- **BRIEF 1**: Using the cluster troubleshooting text, explain in one to three sentences why access to a group's resources might seem limited to one node.
- **BRIEF 2**: For each statement, say yes or no depending on whether it agrees with the cluster troubleshooting text, and quote the words of the text that decide it. (a) Each group should have at least two IP address resources. (b) If every test except the one using the group's network name succeeds, a name resolution problem may be the cause. (c) When clients lose connectivity with both nodes while the Cluster Service runs and the servers connect normally, the cluster itself is the likely cause.
═══ GIVEN TEXT ═══
If clients successfully connect to clustered resources only when a specific node is the owner, a few possible problems could lead to this condition. Check the system event log on each server for possible errors. Check to make sure that the group has at least one IP address resource and one network name resource, and that clients use one of these to access the resource or resources within the group. If clients connect with any other network name or IP address, they may not be accessing the correct server in the event that ownership of the resources changes. As a result of improper addressing, access to these resources may appear limited to a particular node.

If you are able to confirm that clients use proper addressing for the resource or resources, check the IP address and network name resources to see that they are online. Check network connectivity with the server that owns the resources. For example, try some of the following techniques:

From the server:

PING server's primary adapter IP address (on client network)
PING other server's primary adapter IP address (on client network)
PING IP address of the group
PING Network Name of the group
PING Router/Gateway between client and server (if any)
PING Client IP address

If the above tests work correctly up to the router/gateway check, the problem may be elsewhere on the network because you have connectivity with the other server and local addresses. If tests complete up to the client IP address test, there may be a client configuration or routing problem.

From the client:

PING Client IP address
PING Router/Gateway between client and server (if any)
PING server's primary adapter IP address (on client network)
PING other server's primary adapter IP address (on client network)
PING IP address of the group
PING Network Name of the group

If the tests from the server all pass, but you experience failures performing tests from the client, there may be client configuration problems. If all tests complete except the test using the network name of the group, there may be a name resolution problem. This may be related to client configuration, or it may be a problem with the client's designated WINS server. These problems may require network administrator intervention.

Clients Do Not Have Any Connectivity with the Cluster

If clients lose connectivity with both cluster nodes, check to make sure that the Cluster Service is running on each node. Check the system event log for possible errors. Check network connectivity between cluster nodes, and with other network devices, by using the procedure in the previous section. If the Cluster Service is running, and there are no apparent connectivity problems between the two servers, there is likely a network or client configuration problem that does not directly involve the cluster. Check to make sure the client uses the TCP/IP protocol, and has a valid IP address on the network. Also, make sure that the client is using the correct network name or IP address to access the cluster.
═══ RAW DATA ═══
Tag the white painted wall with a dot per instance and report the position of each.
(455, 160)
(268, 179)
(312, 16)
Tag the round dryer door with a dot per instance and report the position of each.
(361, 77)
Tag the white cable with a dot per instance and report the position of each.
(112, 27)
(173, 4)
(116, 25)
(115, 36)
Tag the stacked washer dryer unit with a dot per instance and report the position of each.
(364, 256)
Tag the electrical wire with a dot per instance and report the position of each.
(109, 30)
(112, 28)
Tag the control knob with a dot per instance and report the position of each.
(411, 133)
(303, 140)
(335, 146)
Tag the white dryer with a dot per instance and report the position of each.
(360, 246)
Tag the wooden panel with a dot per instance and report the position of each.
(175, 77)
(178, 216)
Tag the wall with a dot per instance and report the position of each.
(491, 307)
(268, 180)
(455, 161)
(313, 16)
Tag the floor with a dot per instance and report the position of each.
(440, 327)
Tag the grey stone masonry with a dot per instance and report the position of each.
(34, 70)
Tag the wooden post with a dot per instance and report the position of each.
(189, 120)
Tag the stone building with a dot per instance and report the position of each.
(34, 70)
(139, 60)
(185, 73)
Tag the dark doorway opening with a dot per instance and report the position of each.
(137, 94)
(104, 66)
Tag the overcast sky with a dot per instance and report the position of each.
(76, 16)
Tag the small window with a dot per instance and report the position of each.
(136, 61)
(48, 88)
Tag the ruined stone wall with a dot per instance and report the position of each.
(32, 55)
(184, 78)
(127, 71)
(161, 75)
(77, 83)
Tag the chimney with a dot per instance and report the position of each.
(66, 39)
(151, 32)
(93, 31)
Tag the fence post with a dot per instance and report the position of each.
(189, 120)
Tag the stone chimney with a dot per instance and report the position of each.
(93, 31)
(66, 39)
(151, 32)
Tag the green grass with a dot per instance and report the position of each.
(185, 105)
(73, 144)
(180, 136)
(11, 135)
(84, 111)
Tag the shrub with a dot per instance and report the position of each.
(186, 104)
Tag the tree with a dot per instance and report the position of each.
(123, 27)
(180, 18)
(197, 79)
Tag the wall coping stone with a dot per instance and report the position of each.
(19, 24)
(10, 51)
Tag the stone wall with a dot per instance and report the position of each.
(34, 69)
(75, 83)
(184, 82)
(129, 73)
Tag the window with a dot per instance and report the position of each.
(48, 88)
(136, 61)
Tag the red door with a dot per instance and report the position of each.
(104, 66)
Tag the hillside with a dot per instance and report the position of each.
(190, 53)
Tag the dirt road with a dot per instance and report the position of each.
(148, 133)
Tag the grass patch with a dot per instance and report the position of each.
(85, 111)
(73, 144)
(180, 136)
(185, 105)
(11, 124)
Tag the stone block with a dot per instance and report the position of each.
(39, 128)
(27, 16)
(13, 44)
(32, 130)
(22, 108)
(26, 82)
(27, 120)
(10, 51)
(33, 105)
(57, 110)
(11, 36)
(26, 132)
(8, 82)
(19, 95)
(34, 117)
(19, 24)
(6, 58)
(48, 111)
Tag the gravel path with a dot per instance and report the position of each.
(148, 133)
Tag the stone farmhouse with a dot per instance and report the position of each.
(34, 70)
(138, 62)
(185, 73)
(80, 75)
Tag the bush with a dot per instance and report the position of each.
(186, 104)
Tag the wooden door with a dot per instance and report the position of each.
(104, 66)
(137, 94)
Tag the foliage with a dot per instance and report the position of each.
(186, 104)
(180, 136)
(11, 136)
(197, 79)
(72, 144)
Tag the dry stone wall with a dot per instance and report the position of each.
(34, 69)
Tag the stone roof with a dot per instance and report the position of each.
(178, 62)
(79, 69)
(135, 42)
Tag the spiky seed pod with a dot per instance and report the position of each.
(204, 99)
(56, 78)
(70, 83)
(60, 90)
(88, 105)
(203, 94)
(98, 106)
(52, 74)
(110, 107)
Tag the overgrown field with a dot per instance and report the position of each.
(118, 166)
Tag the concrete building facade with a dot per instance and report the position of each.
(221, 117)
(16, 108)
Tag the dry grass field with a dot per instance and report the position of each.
═══
- **EXERCISE RESULT 1**: Clients may be connecting with a network name or IP address other than the group's own IP address resource or network name resource. If ownership of the resources changes, those clients may not reach the correct server. Because of this improper addressing, access can appear limited to a particular node.

- **EXERCISE RESULT 2**:
(a) No: "the group has at least one IP address resource and one network name resource"
(b) Yes: "If all tests complete except the test using the network name of the group, there may be a name resolution problem."
(c) No: "there is likely a network or client configuration problem that does not directly involve the cluster"